* [Yang Perlu Dikerjakan]:
(1) Jawablah pertanyaan berikut berdasarkan teks tentang akidah Wahabi.
(a) Menjadi dua macam apa saja tauhid terbagi menurut Muhamad Ibnu Abdul Wahhab?
(b) Jenis tauhid mana yang disebut sebagai pembeda antara kekufuran dan Islam?
(c) Dari surah dan ayat mana firman Allah yang dikutip sebagai dalil?
(2) Terjemahkan kalimat dari teks tentang akidah Wahabi ini ke dalam bahasa Inggris: "Adapun tauhid uluhiyyah, dialah yang menjadi pembeda antara kekufuran dan Islam."

* [Halaman]:
━━━━━━━━━━━━━━━━━━━━━━━━━━━━━━

Skip to content Skip to sidebar Skip to footer

Akidah Wahabi & Sepak Terjangnya


Akidah Wahabi & Sepak Terjangnya



       Muhamad Ibnu Abdul Wahhab mempunyai akidah atau keyakinan bahwa tauhid itu terbagi dua 
macam yaitu; Tauhid Rububiyyah dan Tauhid Uluhiyyah. Adapun mengenai tauhid rububiyyah, baik orang Muslim maupun orang kafir mengakui itu. Adapun tauhid uluhiyyah, dialah yang menjadi pembeda antara kekufuran dan Islam. Dia berkata: 
“Hendaknya setiap Muslim dapat membedakan antara kedua jenis tauhid ini, dan mengetahui 
bahwa orang-orang kafir tidak mengingkari Allah swt. sebagai Pencipta, Pemberi rezeki dan 
Pengatur”. 
Dia dengan berdalil firman-firman Allah swt. berikut ini: 
 “Katakanlah, 'Siapakah yang memberi rezeki kepadamu dari langit dan bumi, atau siapakah 
yang kuasa (menciptakan)pendengaran dan penglihat an, dan siapakah yang mengeluarkan yang 
hidup dari yang mati dan mengeluarkan yang mati dari yang hidup, dan siapakah yang mengatur 
segala urusan?' Maka katakanlah, 'Mengapa kamu tidak bertakwa (kepada-Nya)?”(S.Yunus [10] 
;31).

━━━━━━━━━━━━━━━━━━━━━━━━━━━━━━

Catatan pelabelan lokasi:
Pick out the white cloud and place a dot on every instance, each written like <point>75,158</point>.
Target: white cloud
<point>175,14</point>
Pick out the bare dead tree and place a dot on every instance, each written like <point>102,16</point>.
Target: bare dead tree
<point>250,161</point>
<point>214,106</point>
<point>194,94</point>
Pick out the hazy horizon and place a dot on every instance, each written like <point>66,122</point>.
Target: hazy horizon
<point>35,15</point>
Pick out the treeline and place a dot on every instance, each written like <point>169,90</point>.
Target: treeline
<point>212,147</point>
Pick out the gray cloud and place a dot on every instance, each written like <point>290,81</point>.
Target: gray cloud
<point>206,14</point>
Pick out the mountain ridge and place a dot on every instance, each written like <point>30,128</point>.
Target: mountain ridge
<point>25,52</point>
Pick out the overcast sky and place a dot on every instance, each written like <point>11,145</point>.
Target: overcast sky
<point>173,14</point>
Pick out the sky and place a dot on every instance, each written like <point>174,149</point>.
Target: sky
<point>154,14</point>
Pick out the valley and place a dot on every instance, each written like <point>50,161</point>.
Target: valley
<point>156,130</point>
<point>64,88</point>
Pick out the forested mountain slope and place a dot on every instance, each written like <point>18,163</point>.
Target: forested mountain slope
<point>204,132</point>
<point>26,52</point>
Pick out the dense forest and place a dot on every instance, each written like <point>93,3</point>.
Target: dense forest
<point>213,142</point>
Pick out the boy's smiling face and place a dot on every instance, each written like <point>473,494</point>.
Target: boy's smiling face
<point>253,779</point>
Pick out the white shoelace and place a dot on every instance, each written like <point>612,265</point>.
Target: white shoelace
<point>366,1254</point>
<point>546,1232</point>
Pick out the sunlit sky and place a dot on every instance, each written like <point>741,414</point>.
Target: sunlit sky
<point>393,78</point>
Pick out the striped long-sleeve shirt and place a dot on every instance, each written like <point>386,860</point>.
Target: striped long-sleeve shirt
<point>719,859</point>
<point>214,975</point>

━━━━━━━━━━━━━━━━━━━━━━━━━━━━━━

* [Jawaban Tugas]:
(1)
(a) Tauhid Rububiyyah dan Tauhid Uluhiyyah.
(b) Tauhid uluhiyyah.
(c) Surah Yunus [10] ayat 31.

(2) As for tauhid uluhiyyah, it is what distinguishes disbelief from Islam.